━━ 本文 ━━
一方で、ハーレーダビッドソンに限らずモーターサイクルに携わる期間が長くなるにつれ、痛感させられることがありました。それは、“バイクに乗ることへの覚悟”です。

モーターサイクルという乗り物は、クルマでは味わえない魅力を秘めた存在ですが、危険とも隣り合わせでもあります。某かの接触事故を起こせば、即人体。クルマのように外壁が守ってくれることはありません。速度はクルマと同等。クルマがぐしゃぐしゃになるような事故に巻き込まれれば……「イヤなことばかり言うなよ」と思われるやもしれませんが、これがモーターサイクルの現実。

海外に行くと、とあることに気付かされます。それは、モーターサイクルがカルチャーとなっていること。もちろんそれぞれの国の風土ありきで、アメリカにはアメリカでの、イギリスではイギリスでの、日本では日本での“文化としてのモーターサイクル”の根付き方というものがあります。ただ、海外のそれは日本とはまったく異なる、国の文化の根っこでつながっていることを感じさせられるのです。

特に感じたのが、アメリカ。日本だと、普段モーターサイクルにかかわらない人たちにとっては「バイクって危ない乗り物」以外の何物でもないでしょう。実際、僕の実家がそうでした。僕以外、モーターサイクルに興味を持っているのは親戚に目を広げてみてもまず見つかりません。で、そういう悪しきイメージだけが植え付けられている。
アメリカは違いました。もちろん中にはモーターサイクルを毛嫌いしている人がいるのでしょうが、出会ったなかで「この人の人生にはモーターサイクルは関わっ ていないんだろうな」という人でも、暖かく迎えてくれる人が多かったのです。外国人に対して優しかったから、というレベルのものではなく、アメリカという国にモーターサイクルがカルチャーとして根付いている、そう感じさせられました。
それが確信へと変わったのが、昨年創業110周年を迎えたハーレーダビッドソン アニバーサリー セレブレーションの取材で訪れたウィスコンシン州ミルウォーキーでのこと。そう、ハーレーダビッドソン発祥の地です。オフィシャルとしては約4日間にわ たって繰り広げられた大イベント、ミルウォーキーという街を貸し切っての催しでした。土曜日のパレードに至っては、街中の道路が規制され、何万台という ハーレーオーナーのためのパレード用ルードが設けられ、その両脇を街の人々が囲み、盛大なものとしていたのです。これ、例えばカワサキが同じことをやろうとして、神戸市が3日間警察を動員してここまでやってくれるでしょうか? ヤマハのために磐田市が街を貸し切り状態にしてくれるでしょうか? 日本がエンターテインメントという名目で、警察を動員しての交通規制を行ったのは、最近だと2002年ワールドカップ日韓大会のときぐらいでしょう。あと は、プロ野球やJリーグの優勝パレード、ゴールドメダリストの凱旋パレードなどか。それも、一日、いや数時間程度の規制です。この創業祭のスケールは、アメリカと日本で比べると天と地ほどの差があったのです。
━━━
• **作業の指示**
A – 本文を、「海外に行くと、とあることに気」を含む箇所から「ことを感じさせられるのです。」までそのまま書き写してください。
B – 次の(i)〜(iii)がそれぞれ本文と合っているかを「はい」か「いいえ」で答え、判断の決め手となる本文の語句をそのまま引用してください。(i) ミルウォーキーはハーレーダビッドソン発祥の地である。(ii) 筆者の親戚には、モーターサイクルに興味を持つ人が多い。(iii) 土曜日のパレードでは、街中の道路が規制された。
C – モーターサイクル文化を語った本文について、最後の文のあとに続く内容を書いてください。
行はどの作業にも関係しません。
━━ 抽出した行 ━━
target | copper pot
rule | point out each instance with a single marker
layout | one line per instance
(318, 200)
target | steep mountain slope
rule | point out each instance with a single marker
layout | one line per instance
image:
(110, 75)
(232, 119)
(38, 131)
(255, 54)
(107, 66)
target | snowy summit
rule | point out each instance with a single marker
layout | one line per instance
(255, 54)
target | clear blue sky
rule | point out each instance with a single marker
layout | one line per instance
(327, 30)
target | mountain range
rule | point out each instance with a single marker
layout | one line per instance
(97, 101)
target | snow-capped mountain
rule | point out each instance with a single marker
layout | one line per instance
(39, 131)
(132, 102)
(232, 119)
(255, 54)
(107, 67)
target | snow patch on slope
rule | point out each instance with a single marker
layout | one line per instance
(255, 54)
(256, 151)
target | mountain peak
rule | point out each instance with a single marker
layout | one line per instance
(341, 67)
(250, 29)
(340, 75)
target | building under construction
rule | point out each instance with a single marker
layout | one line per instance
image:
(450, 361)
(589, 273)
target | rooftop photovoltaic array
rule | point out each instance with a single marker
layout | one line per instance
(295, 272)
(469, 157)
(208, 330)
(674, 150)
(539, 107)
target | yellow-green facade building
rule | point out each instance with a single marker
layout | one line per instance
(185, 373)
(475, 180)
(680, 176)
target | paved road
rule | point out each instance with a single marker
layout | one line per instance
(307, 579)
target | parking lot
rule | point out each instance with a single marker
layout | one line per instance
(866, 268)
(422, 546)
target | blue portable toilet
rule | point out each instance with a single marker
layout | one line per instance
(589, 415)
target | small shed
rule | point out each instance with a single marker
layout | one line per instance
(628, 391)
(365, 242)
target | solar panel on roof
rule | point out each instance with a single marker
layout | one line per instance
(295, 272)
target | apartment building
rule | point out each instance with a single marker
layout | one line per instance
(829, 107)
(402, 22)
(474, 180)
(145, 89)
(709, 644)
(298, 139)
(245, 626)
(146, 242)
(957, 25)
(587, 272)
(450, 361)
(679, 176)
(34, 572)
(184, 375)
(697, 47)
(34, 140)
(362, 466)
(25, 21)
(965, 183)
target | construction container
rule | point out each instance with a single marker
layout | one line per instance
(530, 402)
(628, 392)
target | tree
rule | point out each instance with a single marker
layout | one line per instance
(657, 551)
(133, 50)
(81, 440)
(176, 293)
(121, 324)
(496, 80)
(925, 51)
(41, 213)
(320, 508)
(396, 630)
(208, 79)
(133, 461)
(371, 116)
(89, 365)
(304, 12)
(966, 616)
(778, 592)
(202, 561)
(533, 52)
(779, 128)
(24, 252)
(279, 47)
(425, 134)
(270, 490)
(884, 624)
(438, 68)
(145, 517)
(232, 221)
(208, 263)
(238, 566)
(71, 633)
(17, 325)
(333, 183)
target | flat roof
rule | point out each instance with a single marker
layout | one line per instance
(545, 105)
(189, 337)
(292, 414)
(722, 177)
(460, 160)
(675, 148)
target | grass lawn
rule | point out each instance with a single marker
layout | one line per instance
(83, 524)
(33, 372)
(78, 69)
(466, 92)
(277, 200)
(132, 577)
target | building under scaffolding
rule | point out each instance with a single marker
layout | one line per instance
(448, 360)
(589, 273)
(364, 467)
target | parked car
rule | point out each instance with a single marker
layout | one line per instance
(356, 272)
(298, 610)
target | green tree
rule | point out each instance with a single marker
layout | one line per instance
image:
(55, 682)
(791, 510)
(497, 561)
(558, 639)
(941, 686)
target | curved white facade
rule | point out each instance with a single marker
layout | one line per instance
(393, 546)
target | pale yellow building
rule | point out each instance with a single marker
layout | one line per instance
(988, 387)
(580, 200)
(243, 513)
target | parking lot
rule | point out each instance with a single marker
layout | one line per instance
━━━
• **作業ごとの結果**
A –
海外に行くと、とあることに気付かされます。それは、モーターサイクルがカルチャーとなっていること。もちろんそれぞれの国の風土ありきで、アメリカにはアメリカでの、イギリスではイギリスでの、日本では日本での“文化としてのモーターサイクル”の根付き方というものがあります。ただ、海外のそれは日本とはまったく異なる、国の文化の根っこでつながっていることを感じさせられるのです。

B –
(i) はい：「そう、ハーレーダビッドソン発祥の地です。」
(ii) いいえ：「僕以外、モーターサイクルに興味を持っているのは親戚に目を広げてみてもまず見つかりません。」
(iii) はい：「土曜日のパレードに至っては、街中の道路が規制され」

C –
まさしくハーレーダビッドソンは、アメリカのカルチャーそのものでした。だから、普段ハーレーに乗っていない人にも、ハーレーダビッドソンというものがアメリカにとってどんな存在か知られており、そのカルチャーたるモーターサイクルを愛してくれる人は、どこの国だろうと関係なく暖かく迎え入れてくれるので す。僕ら日本人にもそうした“おもてなし”の心は存在しますが、ことモーターサイクルという点から見たとき、まったくかなわないし、たどり着くことができない領域であることを思い知らされました。ゆえに、今のモーターサイクルを楽しむうえでのファッションについては、あらゆる面で理解され難いところが存在します。

最大の理由は、モーターサイクルに乗るうえでの覚悟だと思うのです。

前述したとおり、モーターサイクルはたとえようがない快楽と大きな危険性という二面性を持った趣味の世界です。究極的に言えば、どんな格好をして乗ろうが 個人の勝手。大排気量バイクに半キャップで乗ったって、Tシャツでスーパースポーツモデルに乗ったって、究極的には自己責任。それをオーナー自身が理解したうえでまとっているなら、他人が何かを強要することはできません。

一方で、“他人に迷惑をかけない事故”など存在しません。対物、対人はもとより、自爆系事故であっても、その後何かと後処理をする関係者がいますし、怪我をすれば介抱をしてもらう必要があり、命を落とせば家族を遺族にしてしまうのです。「この格好で乗っていたのは、俺のポリシーだから」と言っても、遺書かなにかに書き留めていなければ誰にも伝わりませんし、書き留めたところで遺族が「そうか、なら仕方ないな」と終わらせることもありません。
アメリカだったら、そんな反応はされない……と、そこまで極端なことを言うつもりはありませんが、少なくとも同じ事故があったとしても、アメリカと日本とでは反応がずいぶん違うものになるでしょう。土台である国としての風土、国としての文化に根付いているか否か、がその差です。これ、僕が20年以上深く見 続けてきた日本サッカーに関しても同じことが言えます。1993年にJリーグが誕生し、着々と進化し続けてきている日本サッカーですが(拝金主義な現状も “進化の一端”として見ています)、文化と呼べるかと言われれば、まだまだ。プロ野球ですら、その領域に達していません。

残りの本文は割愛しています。